# PASSAGE GIVEN:
In [1]:
import pandas as pd
import re

In [2]:
comm_file = 'CommercialTimber_all_processed.csv'
cites_file = 'CITES_list.csv'
redlist_file = 'RedList_collated.csv'

In [3]:
main_df = pd.read_csv(
    comm_file,
    usecols= ['entity_id', 'sc_name']
)
main_df['range_state'] = None

In [4]:
main_df.columns

Index(['entity_id', 'sc_name'], dtype='object')

In [5]:
cites_df = pd.read_csv(
    cites_file,
    usecols=  ['Scientific Name','Listing'],
    header=1
)
cites_df.columns

Index(['Scientific Name', 'Listing'], dtype='object')

In [6]:
def clean_sc_name(nm):
    return re.sub('".*"', '', nm )

# Add in *flags*
### FLAGS : CITES, IUCN

In [7]:
cur_entity_id = max(list(main_df['entity_id']))+1

'''
Add in column : 'CITES','IUCN'
'''

main_df['CITES'] = 0
main_df['IUCN']  = 0

'''
Try to find if row already exists
'''
def find_in_main( df, sc_name ):
    res = df.loc[df['sc_name'] == sc_name]
    if len(res) > 0 :
        id = list(res['entity_id'])[0]
        return id
    return None

In [8]:
'''
Go through each row of CITES Data
'''
_FLAG1 = 'CITES'
_FLAG2 = 'IUCN'
for i, row in cites_df.iterrows():
    scn = row['Scientific Name']
    scn =  clean_sc_name(scn)

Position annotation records
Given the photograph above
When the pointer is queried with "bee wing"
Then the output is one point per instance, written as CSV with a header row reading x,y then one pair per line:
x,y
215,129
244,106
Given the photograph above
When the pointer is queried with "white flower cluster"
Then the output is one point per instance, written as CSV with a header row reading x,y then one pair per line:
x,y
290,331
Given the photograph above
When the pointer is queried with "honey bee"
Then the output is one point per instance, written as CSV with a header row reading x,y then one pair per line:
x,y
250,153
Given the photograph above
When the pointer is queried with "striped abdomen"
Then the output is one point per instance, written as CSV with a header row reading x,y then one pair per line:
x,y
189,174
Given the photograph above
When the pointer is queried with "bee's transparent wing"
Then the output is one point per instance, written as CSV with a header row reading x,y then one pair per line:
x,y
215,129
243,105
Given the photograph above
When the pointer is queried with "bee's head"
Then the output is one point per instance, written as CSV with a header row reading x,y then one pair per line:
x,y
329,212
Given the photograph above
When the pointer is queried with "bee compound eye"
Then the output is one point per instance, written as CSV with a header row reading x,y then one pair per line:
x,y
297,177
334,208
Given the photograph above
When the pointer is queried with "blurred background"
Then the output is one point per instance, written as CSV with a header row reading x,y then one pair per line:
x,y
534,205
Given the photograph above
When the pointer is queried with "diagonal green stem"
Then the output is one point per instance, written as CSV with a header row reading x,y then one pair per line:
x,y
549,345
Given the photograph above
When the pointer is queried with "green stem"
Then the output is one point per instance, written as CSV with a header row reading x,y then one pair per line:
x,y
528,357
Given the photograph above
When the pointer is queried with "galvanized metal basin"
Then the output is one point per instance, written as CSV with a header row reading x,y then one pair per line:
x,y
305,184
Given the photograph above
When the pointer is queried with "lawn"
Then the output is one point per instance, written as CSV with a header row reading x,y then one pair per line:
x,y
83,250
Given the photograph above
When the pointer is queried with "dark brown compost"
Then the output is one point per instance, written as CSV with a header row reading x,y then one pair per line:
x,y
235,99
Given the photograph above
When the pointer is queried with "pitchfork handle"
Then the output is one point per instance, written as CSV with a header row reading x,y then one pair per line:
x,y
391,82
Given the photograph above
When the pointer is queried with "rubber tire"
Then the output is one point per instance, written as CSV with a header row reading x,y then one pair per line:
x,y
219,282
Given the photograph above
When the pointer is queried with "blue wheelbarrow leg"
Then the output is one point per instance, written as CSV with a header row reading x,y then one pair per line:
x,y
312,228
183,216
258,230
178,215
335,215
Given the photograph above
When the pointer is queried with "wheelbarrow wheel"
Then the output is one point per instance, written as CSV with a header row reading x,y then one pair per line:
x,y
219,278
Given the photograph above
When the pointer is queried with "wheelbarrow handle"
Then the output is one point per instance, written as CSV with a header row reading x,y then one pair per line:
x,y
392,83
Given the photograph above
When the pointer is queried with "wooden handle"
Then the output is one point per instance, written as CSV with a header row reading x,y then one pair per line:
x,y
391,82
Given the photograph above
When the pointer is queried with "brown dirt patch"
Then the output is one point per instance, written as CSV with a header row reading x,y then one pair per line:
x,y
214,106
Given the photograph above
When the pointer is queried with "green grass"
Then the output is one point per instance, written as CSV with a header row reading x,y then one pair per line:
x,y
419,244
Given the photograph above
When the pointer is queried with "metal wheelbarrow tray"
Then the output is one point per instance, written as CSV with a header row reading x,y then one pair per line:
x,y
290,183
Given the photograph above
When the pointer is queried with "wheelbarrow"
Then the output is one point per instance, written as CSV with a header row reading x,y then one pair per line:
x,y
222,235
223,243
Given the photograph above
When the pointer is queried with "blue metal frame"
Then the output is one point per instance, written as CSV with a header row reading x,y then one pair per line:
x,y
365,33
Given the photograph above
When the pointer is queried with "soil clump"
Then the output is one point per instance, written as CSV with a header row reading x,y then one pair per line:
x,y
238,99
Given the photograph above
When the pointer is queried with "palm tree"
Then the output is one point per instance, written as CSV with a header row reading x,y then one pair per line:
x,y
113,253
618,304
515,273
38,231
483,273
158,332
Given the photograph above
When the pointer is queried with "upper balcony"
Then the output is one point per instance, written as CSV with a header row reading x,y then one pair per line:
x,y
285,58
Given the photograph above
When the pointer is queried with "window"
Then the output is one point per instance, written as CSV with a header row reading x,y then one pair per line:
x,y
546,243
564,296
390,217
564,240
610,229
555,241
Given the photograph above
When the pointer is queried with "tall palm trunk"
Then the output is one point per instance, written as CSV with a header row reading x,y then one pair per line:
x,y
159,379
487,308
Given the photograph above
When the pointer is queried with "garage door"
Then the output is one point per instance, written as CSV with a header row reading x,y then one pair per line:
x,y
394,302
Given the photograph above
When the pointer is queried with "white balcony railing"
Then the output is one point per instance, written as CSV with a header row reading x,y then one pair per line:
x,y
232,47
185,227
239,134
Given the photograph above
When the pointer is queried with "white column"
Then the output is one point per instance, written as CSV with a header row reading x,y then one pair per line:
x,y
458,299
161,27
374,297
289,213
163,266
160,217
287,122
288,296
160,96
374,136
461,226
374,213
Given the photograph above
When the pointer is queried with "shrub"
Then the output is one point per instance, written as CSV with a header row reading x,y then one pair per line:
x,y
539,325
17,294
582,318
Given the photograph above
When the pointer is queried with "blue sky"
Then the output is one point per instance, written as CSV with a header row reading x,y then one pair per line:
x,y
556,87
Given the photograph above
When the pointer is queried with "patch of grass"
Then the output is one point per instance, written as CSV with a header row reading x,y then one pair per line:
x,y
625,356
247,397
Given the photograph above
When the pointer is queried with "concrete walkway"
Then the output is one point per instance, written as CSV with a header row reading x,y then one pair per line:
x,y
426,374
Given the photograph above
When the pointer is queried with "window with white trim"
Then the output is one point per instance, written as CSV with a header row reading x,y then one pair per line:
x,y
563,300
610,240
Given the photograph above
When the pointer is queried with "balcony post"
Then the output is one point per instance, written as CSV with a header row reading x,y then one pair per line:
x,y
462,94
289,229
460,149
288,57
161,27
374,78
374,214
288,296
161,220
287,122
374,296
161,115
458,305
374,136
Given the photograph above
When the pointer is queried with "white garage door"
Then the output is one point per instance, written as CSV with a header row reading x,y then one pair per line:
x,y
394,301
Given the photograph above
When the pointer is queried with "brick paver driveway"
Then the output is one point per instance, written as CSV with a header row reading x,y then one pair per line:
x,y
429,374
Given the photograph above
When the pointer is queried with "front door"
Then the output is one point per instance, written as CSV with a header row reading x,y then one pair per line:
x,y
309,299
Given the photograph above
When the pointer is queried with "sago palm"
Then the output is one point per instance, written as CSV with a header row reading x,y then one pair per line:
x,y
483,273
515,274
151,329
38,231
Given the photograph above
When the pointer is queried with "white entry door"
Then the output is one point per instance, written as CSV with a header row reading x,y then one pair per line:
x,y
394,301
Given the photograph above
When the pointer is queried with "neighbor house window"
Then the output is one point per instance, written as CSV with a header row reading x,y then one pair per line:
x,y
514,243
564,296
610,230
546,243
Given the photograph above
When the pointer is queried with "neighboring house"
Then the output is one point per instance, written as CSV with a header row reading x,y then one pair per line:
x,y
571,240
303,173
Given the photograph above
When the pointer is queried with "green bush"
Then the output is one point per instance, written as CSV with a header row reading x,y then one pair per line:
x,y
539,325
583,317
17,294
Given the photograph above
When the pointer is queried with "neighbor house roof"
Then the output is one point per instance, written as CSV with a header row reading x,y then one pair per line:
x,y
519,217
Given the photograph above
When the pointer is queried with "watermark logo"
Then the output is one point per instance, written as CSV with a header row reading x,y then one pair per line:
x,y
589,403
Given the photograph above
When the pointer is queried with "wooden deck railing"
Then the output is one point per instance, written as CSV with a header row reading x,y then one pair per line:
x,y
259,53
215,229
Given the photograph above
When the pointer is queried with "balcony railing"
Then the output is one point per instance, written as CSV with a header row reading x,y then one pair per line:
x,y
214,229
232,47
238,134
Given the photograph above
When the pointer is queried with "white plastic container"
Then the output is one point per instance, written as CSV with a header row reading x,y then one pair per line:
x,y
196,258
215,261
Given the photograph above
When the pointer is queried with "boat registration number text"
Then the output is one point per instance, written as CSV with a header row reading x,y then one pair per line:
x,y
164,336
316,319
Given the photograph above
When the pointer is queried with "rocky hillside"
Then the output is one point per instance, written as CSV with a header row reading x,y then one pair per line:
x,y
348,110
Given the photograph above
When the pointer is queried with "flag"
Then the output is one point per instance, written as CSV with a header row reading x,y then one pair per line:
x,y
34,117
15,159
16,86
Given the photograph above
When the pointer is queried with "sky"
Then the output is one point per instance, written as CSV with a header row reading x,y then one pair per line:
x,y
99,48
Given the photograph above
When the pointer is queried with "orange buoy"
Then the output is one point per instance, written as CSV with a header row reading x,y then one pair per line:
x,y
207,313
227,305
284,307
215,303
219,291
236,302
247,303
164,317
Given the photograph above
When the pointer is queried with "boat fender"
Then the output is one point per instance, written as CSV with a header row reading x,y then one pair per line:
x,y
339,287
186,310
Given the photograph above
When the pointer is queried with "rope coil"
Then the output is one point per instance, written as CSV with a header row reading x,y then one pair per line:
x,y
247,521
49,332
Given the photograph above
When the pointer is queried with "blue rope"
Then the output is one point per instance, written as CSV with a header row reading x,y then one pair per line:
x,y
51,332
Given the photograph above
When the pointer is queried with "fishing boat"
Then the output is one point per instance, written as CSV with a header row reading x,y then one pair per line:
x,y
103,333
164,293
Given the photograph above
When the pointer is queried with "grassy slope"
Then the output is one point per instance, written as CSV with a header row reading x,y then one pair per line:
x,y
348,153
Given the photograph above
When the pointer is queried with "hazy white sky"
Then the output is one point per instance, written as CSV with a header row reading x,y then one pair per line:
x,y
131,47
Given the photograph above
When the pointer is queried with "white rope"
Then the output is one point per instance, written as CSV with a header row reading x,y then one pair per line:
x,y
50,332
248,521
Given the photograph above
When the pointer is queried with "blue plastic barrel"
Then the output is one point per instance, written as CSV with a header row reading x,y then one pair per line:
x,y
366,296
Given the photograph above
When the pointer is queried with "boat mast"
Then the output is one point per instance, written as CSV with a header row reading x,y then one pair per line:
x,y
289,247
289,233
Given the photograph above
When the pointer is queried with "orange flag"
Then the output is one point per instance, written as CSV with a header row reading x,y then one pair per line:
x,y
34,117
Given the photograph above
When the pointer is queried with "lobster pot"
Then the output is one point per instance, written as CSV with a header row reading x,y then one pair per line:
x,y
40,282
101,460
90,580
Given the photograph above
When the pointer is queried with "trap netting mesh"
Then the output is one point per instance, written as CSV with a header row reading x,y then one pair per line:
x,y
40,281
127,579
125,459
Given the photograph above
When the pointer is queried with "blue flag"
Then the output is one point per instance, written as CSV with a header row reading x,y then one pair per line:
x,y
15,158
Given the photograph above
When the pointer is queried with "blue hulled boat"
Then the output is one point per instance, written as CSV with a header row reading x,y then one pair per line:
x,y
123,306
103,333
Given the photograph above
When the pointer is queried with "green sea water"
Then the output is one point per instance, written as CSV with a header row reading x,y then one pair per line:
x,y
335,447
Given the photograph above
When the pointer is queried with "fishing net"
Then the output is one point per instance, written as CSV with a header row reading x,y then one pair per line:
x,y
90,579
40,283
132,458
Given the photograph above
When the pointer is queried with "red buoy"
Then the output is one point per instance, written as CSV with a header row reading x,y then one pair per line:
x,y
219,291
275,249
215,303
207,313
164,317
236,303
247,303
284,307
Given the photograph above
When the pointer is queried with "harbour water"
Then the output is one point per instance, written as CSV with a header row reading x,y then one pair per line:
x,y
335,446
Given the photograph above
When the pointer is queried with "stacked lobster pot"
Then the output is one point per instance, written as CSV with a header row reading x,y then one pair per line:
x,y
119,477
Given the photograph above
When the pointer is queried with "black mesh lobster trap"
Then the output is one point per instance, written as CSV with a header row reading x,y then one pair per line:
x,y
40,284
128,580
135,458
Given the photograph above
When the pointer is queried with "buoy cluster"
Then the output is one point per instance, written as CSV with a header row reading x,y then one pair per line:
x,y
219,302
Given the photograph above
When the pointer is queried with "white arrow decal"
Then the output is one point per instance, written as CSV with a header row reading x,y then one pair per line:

# PROBLEM 1:
Based on the notebook, decide whether each statement agrees with it. Answer yes or no for each, quoting the deciding words. (a) The CITES file is read with a header row index of 1. (b) All columns of the commercial timber file are loaded into main_df. (c) The new CITES and IUCN columns start with a value of 1.
# PROBLEM 2:
In the notebook, which file name is assigned to redlist_file?
# PROBLEM 3:
According to the notebook, why is the function find_in_main defined, and what does it return?

# TASK RESULT 1:
(a) Yes: "header=1"
(b) No: "usecols= ['entity_id', 'sc_name']"
(c) No: "main_df['CITES'] = 0" and "main_df['IUCN']  = 0"

# TASK RESULT 2:
'RedList_collated.csv'

# TASK RESULT 3:
The comment above it says its purpose is to "Try to find if row already exists." It looks in the dataframe for rows whose sc_name matches the given name. It returns the first matching entity_id, or None if there is no match.